begin Text
Interesting posts 2010-02-06

Published in:  on 2010-02-06 at 17:46 Leave a Comment

Waterfall vs. Agile

I’ve been a fan of Agile methodologies for quite some time now. As an Agilist, I would scoff at the Waterfall process I was taught during my studies. I did read a couple of times that the original paper introducing the Waterfall model wasn’t really supportive of it at all, but I’d never read that paper myself. Until now.

Here’s what I found what its author, Dr. Winston Royce, has to say.

Attitude
The heart of software development is analysis and coding, “since both steps involve genuinely creative work which directly contributes to the usefulness of the final product.” But for larger software systems, they are not enough. “Additional development steps are required [...] The prime function of management is to sell these concepts to both groups and then enforce compliance on the part of development personnel.” The groups mentioned are customers and developers. Wow, not really people over processes, huh?

There are big problems with Waterfall
Royce then goes on to introduce the other steps, ending up with what we now call Waterfall. Right after that he adds feedback loops between each step and its predecessor. The caption to this figure says “Hopefully, the iterative interaction between the various phases is confined to successive steps.” Immediately following that, he points out a problem with this process: “Unfortunately, for the process illustrated, the design iterations are never confined to the successive steps”.

But there is a much worse problem. “The testing phase which occurs at the end of the development cycle is the first event for which timing, storage, input/output transfers, etc., are experienced as distinguished from analyzed. [...] If these phenomena fail to satisfy the various external constraints, then invariably a major redesign is required. [...] In effect the development process has returned to the origin and one can expect up to a 100-percent overrun in schedule and/or costs.” Yes. Been there, done that.

But these can be fixed
Stunningly, though, Royce goes on to claim “However, I believe the illustrated approach to be fundamentally sound.” We just need to tweak it a bit more: add a preliminary design phase before analysis, document the design, do it twice (he means simulate first, but others refer to this as “plan one to throw away”), look closely at testing, and involve the customer.

And these fixes look a lot like Agile
The first trick to do some design before analysis is also what is common in Agile methodologies. However, we usually don’t single out analysis and design, but apply the trick to all the phases. That’s how we end up with Acceptance Test Driven Development/Behavior Driven Development.
end Text
Brief a -
Retype every line of the records below exactly as they appear.
begin Task input
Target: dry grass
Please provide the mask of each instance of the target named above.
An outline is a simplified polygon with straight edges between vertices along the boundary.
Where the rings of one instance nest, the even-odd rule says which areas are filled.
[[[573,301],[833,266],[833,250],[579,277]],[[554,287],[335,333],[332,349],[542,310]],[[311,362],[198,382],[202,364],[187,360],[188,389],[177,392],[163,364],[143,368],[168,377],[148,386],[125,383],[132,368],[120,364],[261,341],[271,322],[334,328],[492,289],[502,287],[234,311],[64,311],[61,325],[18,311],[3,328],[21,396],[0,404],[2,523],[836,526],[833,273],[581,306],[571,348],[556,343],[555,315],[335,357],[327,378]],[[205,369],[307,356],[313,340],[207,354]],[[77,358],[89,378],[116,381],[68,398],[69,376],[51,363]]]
end Task input
Brief b -
Reproduce word for word the stretch of the Waterfall vs. Agile post above from "I’ve been a" through "has to say.".

Exercise output a -
Target: dry grass
Please provide the mask of each instance of the target named above.
An outline is a simplified polygon with straight edges between vertices along the boundary.
Where the rings of one instance nest, the even-odd rule says which areas are filled.
[[[573,301],[833,266],[833,250],[579,277]],[[554,287],[335,333],[332,349],[542,310]],[[311,362],[198,382],[202,364],[187,360],[188,389],[177,392],[163,364],[143,368],[168,377],[148,386],[125,383],[132,368],[120,364],[261,341],[271,322],[334,328],[492,289],[502,287],[234,311],[64,311],[61,325],[18,311],[3,328],[21,396],[0,404],[2,523],[836,526],[833,273],[581,306],[571,348],[556,343],[555,315],[335,357],[327,378]],[[205,369],[307,356],[313,340],[207,354]],[[77,358],[89,378],[116,381],[68,398],[69,376],[51,363]]]

Exercise output b -
I’ve been a fan of Agile methodologies for quite some time now. As an Agilist, I would scoff at the Waterfall process I was taught during my studies. I did read a couple of times that the original paper introducing the Waterfall model wasn’t really supportive of it at all, but I’d never read that paper myself. Until now.

Here’s what I found what its author, Dr. Winston Royce, has to say.